Alıştırmalar.
- a) Alıntıdaki "Sinema yazarı, aldığı ücretle hayatını idame ettirebilen birine denir." cümlesini İngilizceye çevirin.
- b) Alıntıda sinema yazarlığı bugün hangi alana benzetilerek bir yazın türü olarak tanımlanıyor?
- c) Alıntıda "Sence sinema yazarlığı" ile "olabilir ancak bu." arasındaki bölümü, bu iki ifade de dahil olmak üzere aynen aktarın.

Bu şu demek: Basılı yayın artık sinema yazarı kadrosu barındırmıyor artık. Hiçbir gazete, dergi vs. bilumum matbuat, sinema yazan birine, sırf sinema yazdığı için telif ödemiyor. Gazetede sinema yazanlar, o gazetenin çalışanları bir şekilde, sinema sayfasına iliştirilmiş isimler, salt sinema yazarı oldukları için maaş almıyorlar, gazeteci oldukları için alıyorlar o maaşı, demem o. Sinema yazarı, aldığı ücretle hayatını idame ettirebilen birine denir. Ayrıca bir uğraşı olan, başka yerden geliri olan birine tam olarak sinema yazarı diyemeyiz.
Cidden de ülkemizde sinema yazarı istihdam alanı yok mu?
Sungu Çapan vardı sanırım en son, onun sinema yazarlığından başka bir mesleği yok, son kale o. Onun da işine son vermeye çalıştılar geçtiğimiz aylarda, anımsayacağınız üzere, ustaya bu büyük saygısızlık son anda önlendi neyse ki. Sungu Çapan ile beraber bitecek sinema yazarlığı. En son major bir gazete kapatıldı, orada da salt sinema yazarı olarak istihdam edilmeyen -çünkü aynı zamanda kültür sayfasının editörlüğünü yapıyordu- bir isim de işsiz kalmış oldu. Aynı zamanda gazetenin çeşitli birimlerinde çalışıp sinema yazmayı sürdürenler de yok değil. Ama dediğim gibi bunlar kağıt üzerinde sinema yazarı sayılsa da profesyonel anlamda biz bunlara sinema yazarı diyemeyiz. Bu iş kurumsal olarak bir türlü oturmadı bizim ülkemizde nedense. Hiç üzerine kafa yorulmadı ve tartışılmadı da dahası.
Sence sinema yazarlığı nedir, sen nasıl tanımlıyorsun bu alanı?
Sinema yazarlığı, bizim ülkemizde sanıldığı gibi gazeteciliğin bir alt-dalı değil şu anda dünyada. Çok eski zamanlarda bu böyleydi, sinema alanında haberci olan muharrire sinema yazarı diyebilirdik. Oysa bu iş dünyada uzun zamandır bu şekilde yapılmıyor. Artık sinema yazarlığı bir yazın türü, tıpkı tiyatro eleştirmenliği gibi, bunun için çok ayrı ve uzun bir parantez açmak gerek, başka bir söyleşinin konusu olabilir ancak bu.
Ercan Dalkılıç
Peki şu anda sence nasıl sinema yazarlığının durumu ülkemizde?

Seçilmiş veriler.
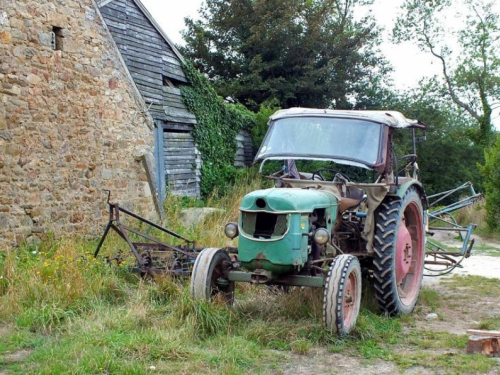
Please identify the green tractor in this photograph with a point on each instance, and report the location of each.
(321, 229)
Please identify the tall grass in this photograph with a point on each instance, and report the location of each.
(76, 314)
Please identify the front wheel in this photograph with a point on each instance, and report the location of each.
(399, 253)
(342, 294)
(208, 281)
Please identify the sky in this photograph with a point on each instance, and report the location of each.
(409, 63)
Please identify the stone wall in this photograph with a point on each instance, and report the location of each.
(70, 122)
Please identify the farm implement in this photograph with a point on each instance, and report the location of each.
(439, 259)
(152, 255)
(344, 209)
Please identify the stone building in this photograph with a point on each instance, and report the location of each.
(72, 122)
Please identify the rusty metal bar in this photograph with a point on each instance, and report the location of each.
(154, 225)
(151, 238)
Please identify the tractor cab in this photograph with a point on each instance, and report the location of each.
(323, 227)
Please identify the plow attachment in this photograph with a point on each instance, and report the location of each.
(439, 259)
(153, 256)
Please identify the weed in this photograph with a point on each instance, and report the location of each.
(301, 347)
(492, 323)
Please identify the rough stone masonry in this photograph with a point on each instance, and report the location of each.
(70, 122)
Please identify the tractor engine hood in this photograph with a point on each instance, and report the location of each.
(288, 200)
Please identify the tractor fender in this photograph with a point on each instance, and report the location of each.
(403, 188)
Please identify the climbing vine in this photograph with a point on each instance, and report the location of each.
(218, 124)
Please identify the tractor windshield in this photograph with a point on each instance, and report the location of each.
(339, 139)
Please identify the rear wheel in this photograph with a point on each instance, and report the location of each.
(399, 253)
(208, 281)
(342, 294)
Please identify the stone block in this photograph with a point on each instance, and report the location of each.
(5, 37)
(33, 79)
(46, 39)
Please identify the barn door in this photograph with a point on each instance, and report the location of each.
(181, 163)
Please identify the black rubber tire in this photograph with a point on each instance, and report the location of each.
(207, 270)
(388, 220)
(343, 267)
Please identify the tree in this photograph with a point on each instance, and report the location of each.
(491, 171)
(448, 157)
(299, 52)
(471, 72)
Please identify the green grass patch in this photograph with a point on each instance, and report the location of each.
(482, 286)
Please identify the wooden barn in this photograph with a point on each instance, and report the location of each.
(156, 68)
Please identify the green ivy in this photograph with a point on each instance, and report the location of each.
(491, 172)
(218, 124)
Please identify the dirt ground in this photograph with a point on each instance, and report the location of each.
(457, 316)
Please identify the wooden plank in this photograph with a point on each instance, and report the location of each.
(178, 145)
(178, 126)
(179, 135)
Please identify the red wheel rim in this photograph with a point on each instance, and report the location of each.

Görev sonuçları.
- a) A film writer is someone who can make a living from the pay they receive.

- b) Tiyatro eleştirmenliğine benzetiliyor.

- c)
Sence sinema yazarlığı nedir, sen nasıl tanımlıyorsun bu alanı?
Sinema yazarlığı, bizim ülkemizde sanıldığı gibi gazeteciliğin bir alt-dalı değil şu anda dünyada. Çok eski zamanlarda bu böyleydi, sinema alanında haberci olan muharrire sinema yazarı diyebilirdik. Oysa bu iş dünyada uzun zamandır bu şekilde yapılmıyor. Artık sinema yazarlığı bir yazın türü, tıpkı tiyatro eleştirmenliği gibi, bunun için çok ayrı ve uzun bir parantez açmak gerek, başka bir söyleşinin konusu olabilir ancak bu.